What needs to be done |
Answer these questions using the text below on North East firms' insolvency risk.
(a) By what percentage did the overall number of active businesses in the region rise between January and June?
(b) Which industry saw the biggest drop in elevated risk levels over the first six months of the year?
(c) What figure is given for the UK as a whole?

Excerpt to read |
The proportion of North East firms with a raised risk of insolvency has remained steady through the first half of 2019, according to insolvency and restructuring trade body R3’s latest research.
While the overall number of active businesses across the region rose by 1.3% between January and June, from nearly 82,800 to just under 83,900, the proportion with a higher than normal risk of entering insolvency in the next 12 months was flat, going up by only a tenth of a percentage point (from 41.7% to 41.8%).
The proportion of North East firms with a raised risk of insolvency fell or stayed flat in the first half of the year in seven of the 11 industry sectors that R3 monitors, while it rose in four.
The agriculture industry saw the biggest drop in elevated risk levels over the first six months of the year, falling by almost three percentage points, while the hotel sector’s 1.2 percentage point rise was the largest of the sectors monitored, although it was still the fourth best performing sector of its peers around the UK in June.
Despite the well-known problems on the UK’s high streets, the regional retail sector saw a 0.6 percentage point fall between January and June in the proportion of firms with a raised risk of insolvency, but the North East manufacturing industry returned a 0.4 percentage point rise for the same period.
The overall proportion of all North East companies with an elevated insolvency risk is lower than the 42.6% figure for the UK as a whole, a number which has itself fallen by 0.2 percentage points since January.

(Extracted records)
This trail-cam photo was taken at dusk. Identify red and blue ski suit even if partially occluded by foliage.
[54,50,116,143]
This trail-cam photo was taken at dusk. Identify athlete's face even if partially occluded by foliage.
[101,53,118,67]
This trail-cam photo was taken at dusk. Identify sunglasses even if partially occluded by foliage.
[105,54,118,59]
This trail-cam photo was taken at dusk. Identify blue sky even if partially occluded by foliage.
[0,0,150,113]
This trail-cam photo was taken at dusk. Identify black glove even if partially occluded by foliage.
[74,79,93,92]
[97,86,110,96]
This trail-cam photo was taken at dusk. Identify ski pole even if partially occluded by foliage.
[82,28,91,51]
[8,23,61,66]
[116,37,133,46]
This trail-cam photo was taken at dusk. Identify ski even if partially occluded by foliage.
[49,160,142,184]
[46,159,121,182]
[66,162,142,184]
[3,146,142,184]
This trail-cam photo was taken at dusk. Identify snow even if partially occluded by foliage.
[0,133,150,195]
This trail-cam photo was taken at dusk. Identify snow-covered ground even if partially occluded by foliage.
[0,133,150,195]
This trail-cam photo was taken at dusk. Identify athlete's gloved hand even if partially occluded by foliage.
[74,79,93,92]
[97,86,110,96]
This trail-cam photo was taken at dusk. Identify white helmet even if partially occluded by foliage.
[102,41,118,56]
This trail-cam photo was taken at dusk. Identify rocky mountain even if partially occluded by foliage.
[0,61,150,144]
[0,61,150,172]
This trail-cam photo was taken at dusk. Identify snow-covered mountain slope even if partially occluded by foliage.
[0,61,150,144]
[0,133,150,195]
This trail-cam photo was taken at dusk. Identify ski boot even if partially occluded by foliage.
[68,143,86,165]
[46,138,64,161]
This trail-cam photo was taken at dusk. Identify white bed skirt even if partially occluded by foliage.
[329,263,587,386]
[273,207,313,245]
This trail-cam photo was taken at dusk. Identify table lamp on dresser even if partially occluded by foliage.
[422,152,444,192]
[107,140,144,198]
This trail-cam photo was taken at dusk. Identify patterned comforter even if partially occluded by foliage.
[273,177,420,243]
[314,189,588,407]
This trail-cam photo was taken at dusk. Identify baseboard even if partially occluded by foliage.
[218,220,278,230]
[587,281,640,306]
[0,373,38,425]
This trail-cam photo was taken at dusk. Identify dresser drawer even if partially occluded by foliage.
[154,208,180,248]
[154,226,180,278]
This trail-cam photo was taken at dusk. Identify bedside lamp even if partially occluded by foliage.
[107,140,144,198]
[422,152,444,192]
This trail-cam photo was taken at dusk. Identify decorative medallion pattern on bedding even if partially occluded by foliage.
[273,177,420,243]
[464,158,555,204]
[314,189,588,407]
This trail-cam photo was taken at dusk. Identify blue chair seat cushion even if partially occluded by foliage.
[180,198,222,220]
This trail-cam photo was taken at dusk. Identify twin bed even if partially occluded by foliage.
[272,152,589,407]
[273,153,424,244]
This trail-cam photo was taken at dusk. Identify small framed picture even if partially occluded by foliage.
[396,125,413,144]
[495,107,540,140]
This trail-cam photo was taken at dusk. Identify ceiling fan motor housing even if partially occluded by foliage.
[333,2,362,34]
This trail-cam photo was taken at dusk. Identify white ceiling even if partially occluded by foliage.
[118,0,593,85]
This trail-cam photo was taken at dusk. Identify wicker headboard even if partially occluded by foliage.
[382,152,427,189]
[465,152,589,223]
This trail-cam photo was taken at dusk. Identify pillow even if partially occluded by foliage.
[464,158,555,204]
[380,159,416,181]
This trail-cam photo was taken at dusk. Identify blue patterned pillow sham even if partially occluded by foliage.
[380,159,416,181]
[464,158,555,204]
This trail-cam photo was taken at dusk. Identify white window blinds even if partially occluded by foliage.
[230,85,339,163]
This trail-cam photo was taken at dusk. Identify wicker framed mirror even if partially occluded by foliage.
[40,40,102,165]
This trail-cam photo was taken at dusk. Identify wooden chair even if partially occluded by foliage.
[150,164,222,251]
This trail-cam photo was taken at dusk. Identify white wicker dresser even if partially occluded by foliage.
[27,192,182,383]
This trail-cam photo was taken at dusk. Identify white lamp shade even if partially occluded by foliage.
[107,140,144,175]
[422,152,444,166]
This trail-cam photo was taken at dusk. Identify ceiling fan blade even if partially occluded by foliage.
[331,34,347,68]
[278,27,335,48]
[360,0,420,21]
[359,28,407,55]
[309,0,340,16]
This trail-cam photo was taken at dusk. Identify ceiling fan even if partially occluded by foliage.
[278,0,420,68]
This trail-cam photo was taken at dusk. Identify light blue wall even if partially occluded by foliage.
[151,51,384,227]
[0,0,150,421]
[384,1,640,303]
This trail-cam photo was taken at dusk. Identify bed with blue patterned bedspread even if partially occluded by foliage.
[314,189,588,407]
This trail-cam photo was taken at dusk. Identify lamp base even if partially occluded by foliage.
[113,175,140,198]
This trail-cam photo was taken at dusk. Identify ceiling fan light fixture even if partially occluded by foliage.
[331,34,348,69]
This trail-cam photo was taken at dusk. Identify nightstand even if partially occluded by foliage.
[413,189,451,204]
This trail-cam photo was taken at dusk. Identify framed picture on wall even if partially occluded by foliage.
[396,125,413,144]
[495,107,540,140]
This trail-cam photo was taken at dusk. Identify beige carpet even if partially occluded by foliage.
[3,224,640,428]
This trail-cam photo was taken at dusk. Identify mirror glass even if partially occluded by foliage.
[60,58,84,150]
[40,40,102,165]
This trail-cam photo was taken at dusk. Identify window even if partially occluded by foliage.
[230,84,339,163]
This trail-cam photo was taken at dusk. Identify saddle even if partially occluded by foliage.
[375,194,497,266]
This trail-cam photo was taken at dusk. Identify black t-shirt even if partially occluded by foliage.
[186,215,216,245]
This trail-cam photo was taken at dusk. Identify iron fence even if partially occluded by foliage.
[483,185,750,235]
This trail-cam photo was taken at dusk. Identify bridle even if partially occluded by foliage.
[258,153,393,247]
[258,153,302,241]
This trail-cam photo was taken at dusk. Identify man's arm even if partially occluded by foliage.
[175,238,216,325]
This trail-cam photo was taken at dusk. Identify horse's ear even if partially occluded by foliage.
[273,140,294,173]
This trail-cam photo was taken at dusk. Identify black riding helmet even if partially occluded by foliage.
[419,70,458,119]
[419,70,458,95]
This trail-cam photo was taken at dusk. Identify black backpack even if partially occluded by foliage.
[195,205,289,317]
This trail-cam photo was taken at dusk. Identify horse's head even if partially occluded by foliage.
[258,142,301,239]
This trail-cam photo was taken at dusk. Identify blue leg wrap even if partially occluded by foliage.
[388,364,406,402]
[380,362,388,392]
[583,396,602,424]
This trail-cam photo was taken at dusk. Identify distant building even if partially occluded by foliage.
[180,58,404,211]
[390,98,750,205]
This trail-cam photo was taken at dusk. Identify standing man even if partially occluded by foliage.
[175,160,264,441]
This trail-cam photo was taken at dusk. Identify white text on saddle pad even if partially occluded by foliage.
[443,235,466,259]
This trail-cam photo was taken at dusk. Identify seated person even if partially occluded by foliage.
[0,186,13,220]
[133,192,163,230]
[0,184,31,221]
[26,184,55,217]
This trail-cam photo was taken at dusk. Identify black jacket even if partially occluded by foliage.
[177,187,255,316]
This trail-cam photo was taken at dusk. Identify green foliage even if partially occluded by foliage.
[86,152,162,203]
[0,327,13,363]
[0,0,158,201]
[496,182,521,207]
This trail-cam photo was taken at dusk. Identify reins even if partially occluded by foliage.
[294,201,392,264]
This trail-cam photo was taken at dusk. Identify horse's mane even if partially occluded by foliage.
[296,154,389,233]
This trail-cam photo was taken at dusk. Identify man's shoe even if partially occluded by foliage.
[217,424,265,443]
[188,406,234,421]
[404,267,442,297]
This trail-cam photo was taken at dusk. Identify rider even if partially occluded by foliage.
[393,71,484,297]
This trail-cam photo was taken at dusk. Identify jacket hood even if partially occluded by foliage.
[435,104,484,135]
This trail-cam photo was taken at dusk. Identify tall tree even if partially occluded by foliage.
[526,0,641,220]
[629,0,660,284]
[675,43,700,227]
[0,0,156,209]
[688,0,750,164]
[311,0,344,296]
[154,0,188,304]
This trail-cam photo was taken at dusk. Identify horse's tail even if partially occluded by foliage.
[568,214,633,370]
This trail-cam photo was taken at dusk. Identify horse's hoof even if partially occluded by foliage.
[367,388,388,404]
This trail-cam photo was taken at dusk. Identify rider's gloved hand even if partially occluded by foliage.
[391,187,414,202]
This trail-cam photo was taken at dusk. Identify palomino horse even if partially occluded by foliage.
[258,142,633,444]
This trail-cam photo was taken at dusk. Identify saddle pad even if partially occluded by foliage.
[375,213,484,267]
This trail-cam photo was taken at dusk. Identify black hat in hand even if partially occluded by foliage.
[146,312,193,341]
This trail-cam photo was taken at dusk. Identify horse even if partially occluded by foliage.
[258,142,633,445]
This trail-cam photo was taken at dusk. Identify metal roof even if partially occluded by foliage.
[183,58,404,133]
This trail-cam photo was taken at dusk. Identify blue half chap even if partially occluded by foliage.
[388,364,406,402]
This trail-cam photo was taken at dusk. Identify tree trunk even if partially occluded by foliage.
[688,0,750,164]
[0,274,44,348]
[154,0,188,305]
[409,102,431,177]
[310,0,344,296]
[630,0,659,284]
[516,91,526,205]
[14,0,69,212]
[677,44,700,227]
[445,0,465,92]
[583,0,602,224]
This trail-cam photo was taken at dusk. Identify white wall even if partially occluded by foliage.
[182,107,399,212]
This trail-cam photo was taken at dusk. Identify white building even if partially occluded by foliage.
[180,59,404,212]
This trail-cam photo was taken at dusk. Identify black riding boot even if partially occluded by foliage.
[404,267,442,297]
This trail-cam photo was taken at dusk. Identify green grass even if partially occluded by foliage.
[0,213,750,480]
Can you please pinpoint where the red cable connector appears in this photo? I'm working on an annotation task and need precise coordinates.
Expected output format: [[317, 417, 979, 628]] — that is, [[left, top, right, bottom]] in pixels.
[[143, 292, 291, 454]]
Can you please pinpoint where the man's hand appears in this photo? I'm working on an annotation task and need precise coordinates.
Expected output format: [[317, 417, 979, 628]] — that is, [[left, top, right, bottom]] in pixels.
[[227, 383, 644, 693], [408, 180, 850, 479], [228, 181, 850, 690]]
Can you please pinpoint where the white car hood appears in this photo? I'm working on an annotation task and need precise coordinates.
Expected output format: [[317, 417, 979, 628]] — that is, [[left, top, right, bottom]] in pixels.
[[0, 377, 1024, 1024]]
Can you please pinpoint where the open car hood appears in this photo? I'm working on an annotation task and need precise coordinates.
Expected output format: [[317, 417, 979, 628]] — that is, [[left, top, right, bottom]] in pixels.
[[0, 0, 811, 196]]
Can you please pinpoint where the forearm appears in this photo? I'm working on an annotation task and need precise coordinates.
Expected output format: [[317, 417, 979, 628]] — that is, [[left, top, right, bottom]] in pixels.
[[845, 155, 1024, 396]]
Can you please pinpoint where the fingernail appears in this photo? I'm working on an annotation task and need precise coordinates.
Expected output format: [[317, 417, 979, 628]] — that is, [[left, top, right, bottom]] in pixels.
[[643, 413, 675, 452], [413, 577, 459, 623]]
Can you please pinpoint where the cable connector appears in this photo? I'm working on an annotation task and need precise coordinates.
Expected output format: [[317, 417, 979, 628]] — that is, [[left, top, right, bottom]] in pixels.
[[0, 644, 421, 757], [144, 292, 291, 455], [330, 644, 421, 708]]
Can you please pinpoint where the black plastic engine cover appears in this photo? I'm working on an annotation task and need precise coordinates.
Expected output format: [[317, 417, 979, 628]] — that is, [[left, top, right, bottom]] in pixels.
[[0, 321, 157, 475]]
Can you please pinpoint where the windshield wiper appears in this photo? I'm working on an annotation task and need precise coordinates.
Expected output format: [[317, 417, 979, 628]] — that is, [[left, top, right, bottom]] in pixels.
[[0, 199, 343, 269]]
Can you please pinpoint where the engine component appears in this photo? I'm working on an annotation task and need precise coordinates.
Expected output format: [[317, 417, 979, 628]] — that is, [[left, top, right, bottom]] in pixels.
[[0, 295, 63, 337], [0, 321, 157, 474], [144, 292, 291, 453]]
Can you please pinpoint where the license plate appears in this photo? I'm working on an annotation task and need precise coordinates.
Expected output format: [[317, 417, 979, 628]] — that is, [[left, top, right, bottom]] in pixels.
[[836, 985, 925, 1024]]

Response to this task |
(a) 1.3%
(b) Agriculture
(c) 42.6%